EXCERPTED TEXT
-- Begin --

[openstack-dev] [Nova] [Gantt][Scheduler-split] Why we need a Smart Placement Engine as a Service! (was: Scheduler split status (updated))

Debojyoti Dutta ddutta at gmail.com
Tue Jul 15 15:44:27 UTC 2014


https://etherpad.openstack.org/p/SchedulerUseCases

[08:43:35] <n0ano> #action all update the use case etherpad
athttps://etherpad.openstack.org/p/SchedulerUseCases

Please update your use cases here ......

debo

On Mon, Jul 14, 2014 at 7:25 PM, Yathiraj Udupi (yudupi)
<yudupi at cisco.com> wrote:
> Hi all,
>
> Adding to the interesting discussion thread regarding the scheduler split
> and its importance, I would like to pitch in a couple of thoughts in favor
> of Gantt.  It was in the Icehouse summit in HKG in one of the scheduler
> design sessions, I along with a few others (cc’d) pitched a session on Smart
> Resource Placement
> (https://etherpad.openstack.org/p/NovaIcehouse-Smart-Resource-Placement),
> where we pitched for a  Smart Placement Decision Engine  as a Service ,
> addressing cross-service scheduling as one of the use cases.  We pitched the
> idea as to how a stand-alone service can act as a  smart resource placement
> engine, (see figure:
> https://docs.google.com/drawings/d/1BgK1q7gl5nkKWy3zLkP1t_SNmjl6nh66S0jHdP0-zbY/edit?pli=1)
> that can use state data from all the services, and make a unified placement
> decision.   We even have proposed a separate blueprint
> (https://blueprints.launchpad.net/nova/+spec/solver-scheduler with working
> code now here: https://github.com/CiscoSystems/nova-solver-scheduler) called
> Smart Scheduler (Solver Scheduler), which has the goals of being able to do
> smart resource placement taking into account complex constraints
> incorporating compute(nova), storage(cinder), and network constraints.   The
> existing Filter Scheduler or the projects like Smart (Solver) Scheduler (for
> covering the complex constraints scenarios) could easily fulfill the
> decision making aspects of the placement engine.

-- End --

WHAT IS ASKED
- 1) Answer these questions about the mailing list message on the Nova scheduler split, giving each answer on its own line marked (a), (b) and (c).
(a) At which summit was the session on Smart Resource Placement pitched?
(b) What other name is given for the Smart Scheduler?
(c) Who posted the action item asking all to update the use case etherpad?
- 2) Write what comes next in the mailing list message on the Nova scheduler split, starting after its last sentence.

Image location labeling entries

-- Begin --

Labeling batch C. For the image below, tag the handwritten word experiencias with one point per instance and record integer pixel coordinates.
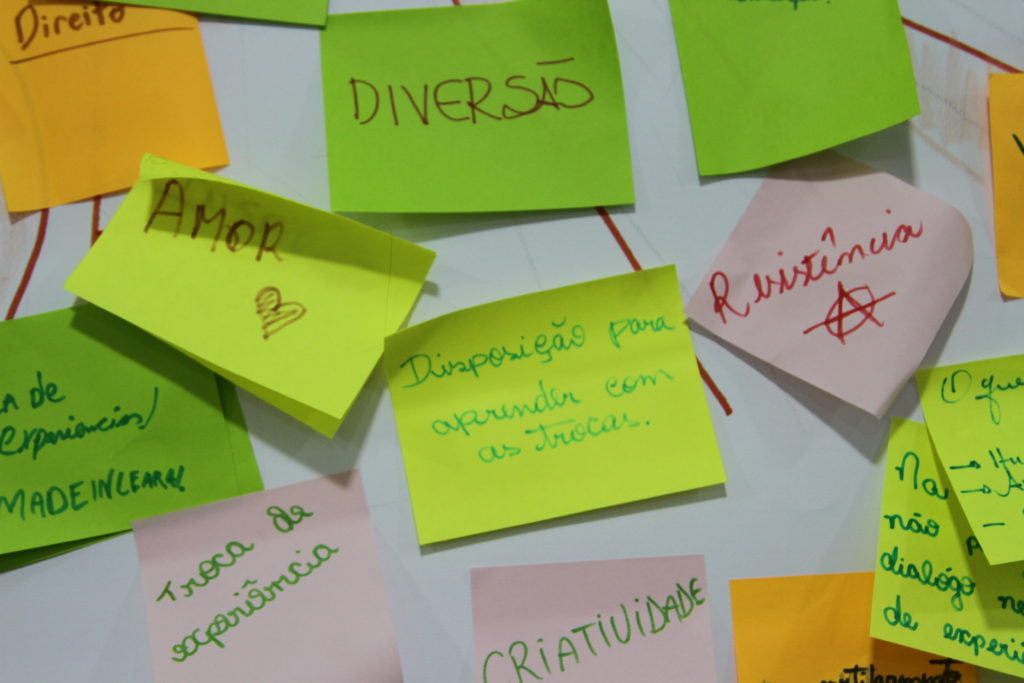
(811, 267)
(31, 24)
(169, 213)
(543, 346)
(651, 616)
(472, 98)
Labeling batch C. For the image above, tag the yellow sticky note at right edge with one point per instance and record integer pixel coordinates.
(1006, 101)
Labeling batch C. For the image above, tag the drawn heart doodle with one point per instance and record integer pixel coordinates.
(276, 314)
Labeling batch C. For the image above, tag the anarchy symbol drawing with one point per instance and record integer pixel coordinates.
(840, 321)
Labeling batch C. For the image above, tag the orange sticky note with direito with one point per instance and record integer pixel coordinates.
(87, 88)
(816, 628)
(1006, 101)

-- End --

ANSWERS TO THE PROBLEMS
- 1)
(a) The Icehouse summit in HKG
(b) Solver Scheduler
(c) n0ano

- 2)
>
> I believe the Gantt project is the right direction in terms of separating
> out the placement decision concern, and creating a separate scheduler as a
> service, so that it can freely talk to any of the other services, or use a
> unified global state repository and make the unified decision.  Projects
> like Smart(Solver) Scheduler can easily fit into the Gantt Project as
> pluggable drivers to add the additional smarts required.
>
> To make our Smart Scheduler as a service, we currently have prototyped this
> Scheduler as a service providing a RESTful interface to the smart scheduler,
> that is detached from Nova (loosely connected):
> For example a RESTful request like this (where I am requests for 2 Vms, with
> a requirement of 1 GB disk, and another request for 1 Vm of flavor
> ‘m1.tiny’, but also has a special requirement that it should be close to the
> volume with uuid: “ef6348300bc511e4bc4cc03fd564d1bc" (Compute-Volume
> affinity constraint)) :
>
>
> curl -i -H "Content-Type: application/json" -X POST -d
> '{"instance_requests": [{"num_instances": 2, "request_properties":
> {"instance_type": {"root_gb": 1}}}, {"num_instances": 1,
> "request_properties": {"flavor": "m1.tiny”, “volume_affinity":
> "ef6348300bc511e4bc4cc03fd564d1bc"}}]}'
> http://<x.x.x.x>/smart-scheduler-as-a-service/v1.0/placement
>
>
> provides a placement decision something like this:
>
> {
>
>   "result": [
>
>     [
>
>       {
>
>         "host": {
>
>           "host": "Host1",
>
>           "nodename": "Node1"
>
>         },
>
>         "instance_uuid": "VM_ID_0_0"
>
>       },
>
>       {
>
>         "host": {
>
>           "host": "Host2",
>
>           "nodename": "Node2"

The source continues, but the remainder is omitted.